EXCERPTED PASSAGE:

## begin

The remote catalogue and image survey access facilities in JSkyCat are essentially identical to those in SkyCat: it provides the same functionality, uses the same mechanisms and formats for submitting queries and returning tables of results and has the same advantages and disadvantages.

The version tested was JSkyCat 1.2; on-line documentation is available from the ESO web pages.

4.1.11 Starcast

Starcast, also from STScI, is MAST's prototype implementation of Astrobrowse, described above. The Starcast implementation currently uses a Perl interface to the profile database, not the CDS GLU system as used in the original Astrobrowse prototype at HEASARC, but is intended to migrate to using GLU at some point: this will mean that the Starcast administrator will not have to input the profiles manually, as is currently the case.

The Starcast query form allows the user to search for data around a sky position or an object with a name that can be resolved into a sky position by NED or SIMBAD. The user then specifies the Bandpass (running from radio to gamma ray) , Data Source (with choices Any, Derived, Observations, Pointed, Proposal, Survey, Survey Data), the Data Type (Any, Catalog, Image, Images, Other, Spectra, Spectrum, Time-series), and Location (Any, or a selection from a list of about 30 international data centres) and sets the query running. The browser moves to a new page, with two frames, one of which lists the specification of the query, and the second gives links to the services which might have data satisfying the query: next to each of these links is an icon showing whether the search on that resource is running, has completed successfully or has crashed, and these may be updated by pressing a Check status button at the top of the frame.

The implementation of this service seems incomplete, in some sense. For example, a test query asking for EUV data from Any Source of Any Type and at Any Location within 10 arcmin of 10 00 00 -10 00 00 returned a number of links, one of which was to the IMPReSS interface at the NASA ADC at Goddard. Clicking on that link took me to a WWW page generated within the IMPReSS system, which listed the sky position for my search and presented me with a list of archives (not just EUV, but also X-ray and optical) with data around that position, asking me which I wanted to choose. Clearly, since I'd already specified my query on the Starcast WWW form, I should have been taken one stage further within IMPReSS. This is something of minor quibble, for what is, after all, just a work-in-progress prototype implementation, but it does highlight the difficulty of fitting a top-level query interface on top of existing data centres, each of which provide access to their archives in different ways.

## end

WRITTEN PROBLEM A: Rewrite the passage on astronomy archive interfaces between "The remote catalogue" and "currently the case.", inclusive, putting "catalog" in place of "catalogue".
WRITTEN PROBLEM B: Write the next part of the passage on astronomy archive interfaces, starting after its final sentence.

STORED ROWS:
## begin

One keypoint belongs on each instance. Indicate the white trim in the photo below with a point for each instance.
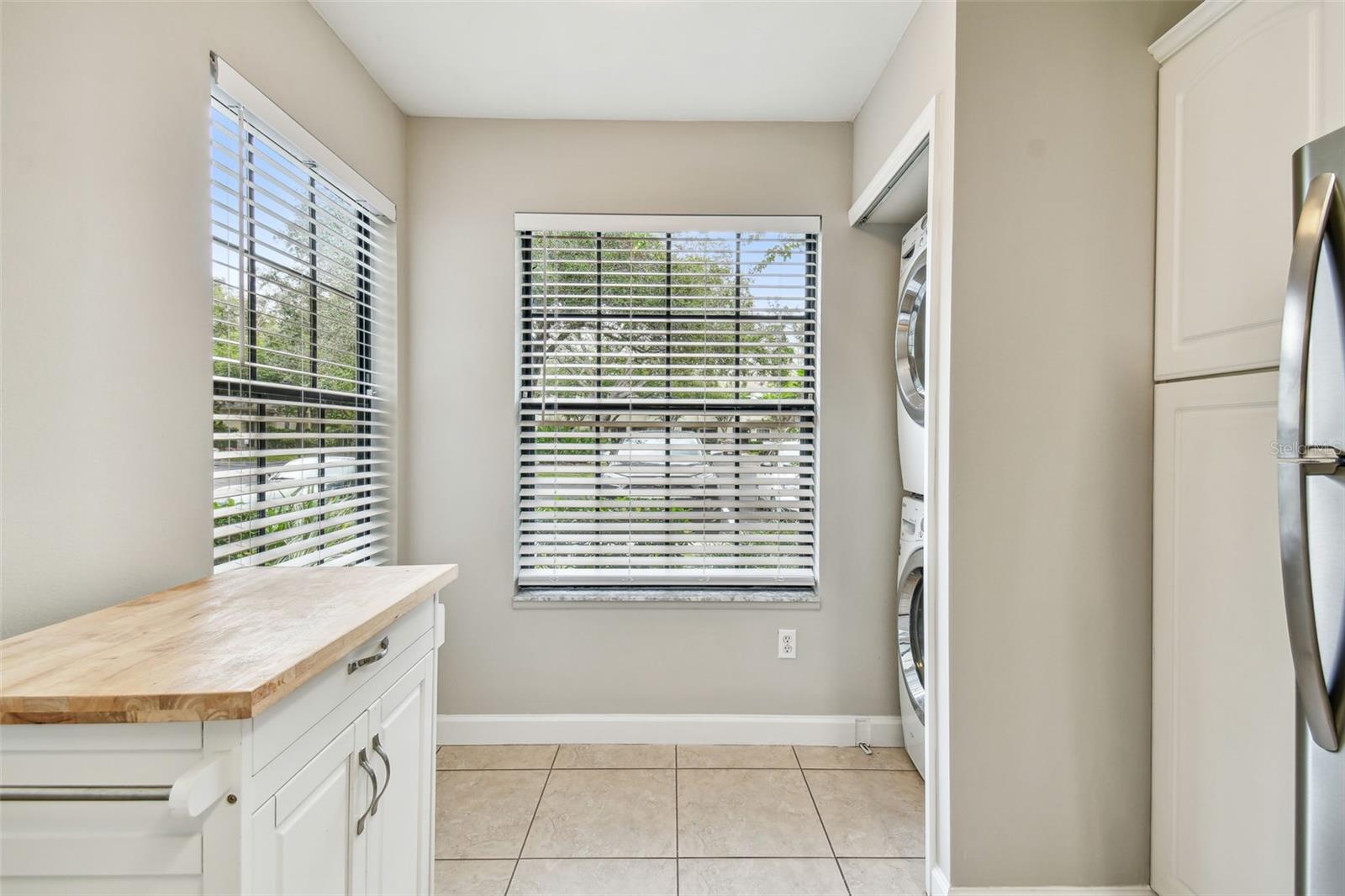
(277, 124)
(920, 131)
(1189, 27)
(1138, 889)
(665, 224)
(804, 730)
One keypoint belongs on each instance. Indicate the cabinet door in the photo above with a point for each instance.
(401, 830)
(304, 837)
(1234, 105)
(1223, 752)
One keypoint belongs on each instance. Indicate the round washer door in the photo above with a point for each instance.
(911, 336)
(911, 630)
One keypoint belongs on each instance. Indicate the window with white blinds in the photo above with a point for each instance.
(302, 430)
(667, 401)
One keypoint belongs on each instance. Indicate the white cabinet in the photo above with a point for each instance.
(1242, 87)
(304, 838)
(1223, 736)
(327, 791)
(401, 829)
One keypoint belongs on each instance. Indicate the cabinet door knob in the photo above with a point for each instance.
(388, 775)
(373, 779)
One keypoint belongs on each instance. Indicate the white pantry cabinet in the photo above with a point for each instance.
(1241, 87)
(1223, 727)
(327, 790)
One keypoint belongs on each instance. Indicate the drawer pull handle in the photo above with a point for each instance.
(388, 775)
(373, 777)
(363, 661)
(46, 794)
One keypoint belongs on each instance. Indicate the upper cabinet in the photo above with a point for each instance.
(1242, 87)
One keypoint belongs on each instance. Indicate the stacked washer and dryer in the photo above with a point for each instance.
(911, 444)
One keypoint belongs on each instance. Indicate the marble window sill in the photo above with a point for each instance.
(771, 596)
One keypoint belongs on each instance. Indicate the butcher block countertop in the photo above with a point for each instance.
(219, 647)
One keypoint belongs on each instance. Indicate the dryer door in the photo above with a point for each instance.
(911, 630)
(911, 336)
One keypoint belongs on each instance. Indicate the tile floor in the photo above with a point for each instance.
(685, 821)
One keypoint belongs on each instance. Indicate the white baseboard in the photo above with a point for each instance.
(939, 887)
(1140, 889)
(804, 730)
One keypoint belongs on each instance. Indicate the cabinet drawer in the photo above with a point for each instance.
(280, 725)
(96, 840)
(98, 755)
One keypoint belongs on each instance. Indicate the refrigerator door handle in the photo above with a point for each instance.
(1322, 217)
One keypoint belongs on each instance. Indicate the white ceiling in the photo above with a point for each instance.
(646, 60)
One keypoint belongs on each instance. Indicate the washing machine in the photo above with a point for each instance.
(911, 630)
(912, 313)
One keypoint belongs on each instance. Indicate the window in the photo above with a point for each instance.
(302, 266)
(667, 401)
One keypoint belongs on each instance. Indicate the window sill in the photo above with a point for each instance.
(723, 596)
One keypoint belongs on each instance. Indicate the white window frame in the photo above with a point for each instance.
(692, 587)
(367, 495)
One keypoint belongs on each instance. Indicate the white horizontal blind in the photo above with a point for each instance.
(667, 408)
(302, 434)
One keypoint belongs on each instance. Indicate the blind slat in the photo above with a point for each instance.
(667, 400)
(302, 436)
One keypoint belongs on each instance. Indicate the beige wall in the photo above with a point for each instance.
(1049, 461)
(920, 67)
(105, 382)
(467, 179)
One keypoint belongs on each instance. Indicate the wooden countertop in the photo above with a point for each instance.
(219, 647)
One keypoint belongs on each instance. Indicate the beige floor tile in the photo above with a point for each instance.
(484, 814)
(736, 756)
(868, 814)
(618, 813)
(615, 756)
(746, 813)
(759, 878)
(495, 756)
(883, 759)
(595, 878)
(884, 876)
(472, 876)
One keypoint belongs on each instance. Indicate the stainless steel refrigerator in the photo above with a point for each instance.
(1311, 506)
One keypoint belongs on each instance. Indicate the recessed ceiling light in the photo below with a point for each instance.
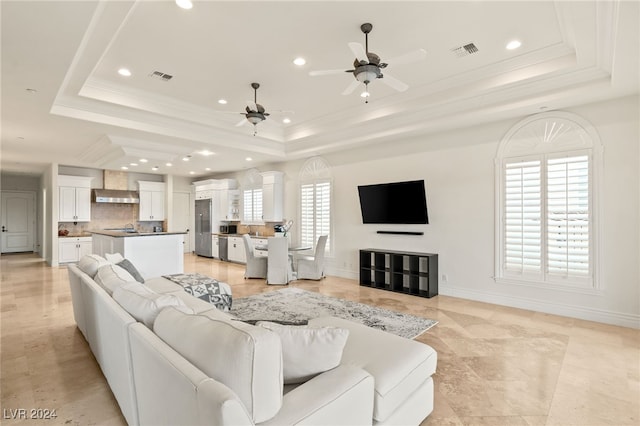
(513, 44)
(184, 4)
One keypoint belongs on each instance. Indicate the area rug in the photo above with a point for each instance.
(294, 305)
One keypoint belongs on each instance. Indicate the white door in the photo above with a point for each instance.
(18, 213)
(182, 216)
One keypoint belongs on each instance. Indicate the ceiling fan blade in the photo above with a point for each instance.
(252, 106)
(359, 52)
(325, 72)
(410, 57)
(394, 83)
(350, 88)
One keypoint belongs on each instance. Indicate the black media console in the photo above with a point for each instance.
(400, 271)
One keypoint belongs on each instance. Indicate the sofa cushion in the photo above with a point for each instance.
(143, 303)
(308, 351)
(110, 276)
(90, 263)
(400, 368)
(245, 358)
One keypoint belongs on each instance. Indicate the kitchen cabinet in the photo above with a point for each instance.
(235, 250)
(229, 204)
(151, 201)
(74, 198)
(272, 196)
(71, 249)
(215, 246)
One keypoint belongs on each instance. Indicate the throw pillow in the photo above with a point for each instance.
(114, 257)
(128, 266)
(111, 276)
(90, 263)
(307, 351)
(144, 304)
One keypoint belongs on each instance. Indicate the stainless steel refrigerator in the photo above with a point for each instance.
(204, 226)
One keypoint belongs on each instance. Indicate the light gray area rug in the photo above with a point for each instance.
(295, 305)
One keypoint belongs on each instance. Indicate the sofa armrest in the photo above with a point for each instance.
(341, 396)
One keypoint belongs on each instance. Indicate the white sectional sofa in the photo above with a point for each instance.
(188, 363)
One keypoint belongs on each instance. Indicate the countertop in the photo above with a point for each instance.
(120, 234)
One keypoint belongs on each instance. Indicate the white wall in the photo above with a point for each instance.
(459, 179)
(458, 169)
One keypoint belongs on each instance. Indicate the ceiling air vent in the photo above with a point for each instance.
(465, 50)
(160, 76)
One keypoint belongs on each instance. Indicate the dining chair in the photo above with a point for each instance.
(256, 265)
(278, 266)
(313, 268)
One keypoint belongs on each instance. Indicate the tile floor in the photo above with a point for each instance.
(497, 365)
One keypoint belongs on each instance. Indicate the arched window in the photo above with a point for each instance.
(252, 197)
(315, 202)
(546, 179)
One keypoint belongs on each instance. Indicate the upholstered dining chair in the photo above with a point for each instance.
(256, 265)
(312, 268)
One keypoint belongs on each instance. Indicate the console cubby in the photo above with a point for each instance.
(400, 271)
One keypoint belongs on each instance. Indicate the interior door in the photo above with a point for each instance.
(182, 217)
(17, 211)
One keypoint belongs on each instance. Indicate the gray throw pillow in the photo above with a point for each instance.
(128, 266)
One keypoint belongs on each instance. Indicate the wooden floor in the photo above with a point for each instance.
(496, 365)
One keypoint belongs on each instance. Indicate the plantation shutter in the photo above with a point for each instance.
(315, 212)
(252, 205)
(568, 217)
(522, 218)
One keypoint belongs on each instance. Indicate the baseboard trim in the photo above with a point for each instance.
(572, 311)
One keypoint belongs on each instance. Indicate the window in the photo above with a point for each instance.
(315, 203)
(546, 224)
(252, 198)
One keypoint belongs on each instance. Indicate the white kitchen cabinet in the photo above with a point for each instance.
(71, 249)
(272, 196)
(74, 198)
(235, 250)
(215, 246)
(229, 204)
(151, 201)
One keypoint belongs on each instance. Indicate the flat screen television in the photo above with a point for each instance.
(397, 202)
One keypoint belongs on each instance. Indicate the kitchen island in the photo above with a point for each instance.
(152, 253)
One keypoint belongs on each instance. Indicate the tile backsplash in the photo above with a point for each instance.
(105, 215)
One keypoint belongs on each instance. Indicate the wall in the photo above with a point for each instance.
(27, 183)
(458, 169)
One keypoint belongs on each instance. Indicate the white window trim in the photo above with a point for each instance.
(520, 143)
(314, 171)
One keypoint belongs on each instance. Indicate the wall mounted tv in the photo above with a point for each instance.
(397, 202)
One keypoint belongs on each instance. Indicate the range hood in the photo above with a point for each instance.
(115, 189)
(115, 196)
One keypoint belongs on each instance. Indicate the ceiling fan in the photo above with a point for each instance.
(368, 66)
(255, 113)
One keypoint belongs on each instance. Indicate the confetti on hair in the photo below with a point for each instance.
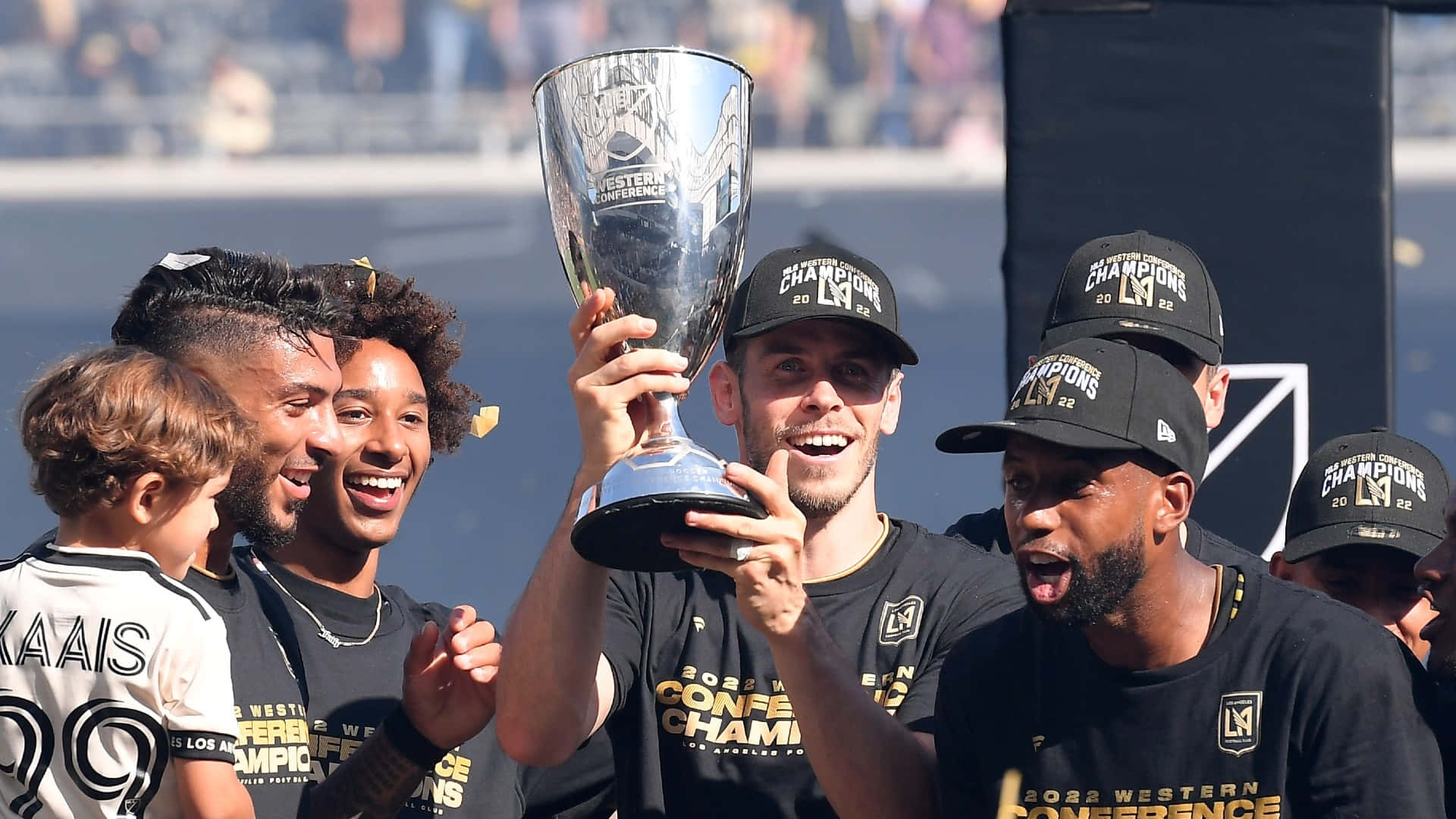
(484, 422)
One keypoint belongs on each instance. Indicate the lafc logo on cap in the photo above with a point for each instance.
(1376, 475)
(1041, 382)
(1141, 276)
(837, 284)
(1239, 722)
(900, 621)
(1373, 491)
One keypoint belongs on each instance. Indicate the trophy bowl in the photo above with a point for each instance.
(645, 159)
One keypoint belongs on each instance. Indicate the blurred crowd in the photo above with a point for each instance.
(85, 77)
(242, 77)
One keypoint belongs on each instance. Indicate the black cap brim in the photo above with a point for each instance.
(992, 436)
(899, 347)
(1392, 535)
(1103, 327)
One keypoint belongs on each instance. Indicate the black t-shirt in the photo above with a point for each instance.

## end

TASK OUTPUT A:
The remote catalog and image survey access facilities in JSkyCat are essentially identical to those in SkyCat: it provides the same functionality, uses the same mechanisms and formats for submitting queries and returning tables of results and has the same advantages and disadvantages.

The version tested was JSkyCat 1.2; on-line documentation is available from the ESO web pages.

4.1.11 Starcast

Starcast, also from STScI, is MAST's prototype implementation of Astrobrowse, described above. The Starcast implementation currently uses a Perl interface to the profile database, not the CDS GLU system as used in the original Astrobrowse prototype at HEASARC, but is intended to migrate to using GLU at some point: this will mean that the Starcast administrator will not have to input the profiles manually, as is currently the case.

TASK OUTPUT B:
4.1.12 Starview

StarView comes from the Space Telescope Science Institute (STScI) and its blurb says that "StarView is an astronomical database browser and research analysis tool. Developed in Java, StarView provides an easy to use, highly capable user interface that runs on any Java enabled

platform as a standalone application." Download and installation (under Windows NT) was remarkably simple, and the Java GUI is very nice. Starview can be used to search for data in MAST archives, examining the calibrations used for a particular dataset, and look at proposal information relating to past HST projects.

Downloading of data through Starview requires registration with the STScI? archive, and is performed either by leaving the results file in an anonymous ftp site, or by ftping them to the user's machine: the latter requires supplying the user's password, and this is very unpopular with some system managers. One nice feature is that you can track the progress with your query on a WWW site.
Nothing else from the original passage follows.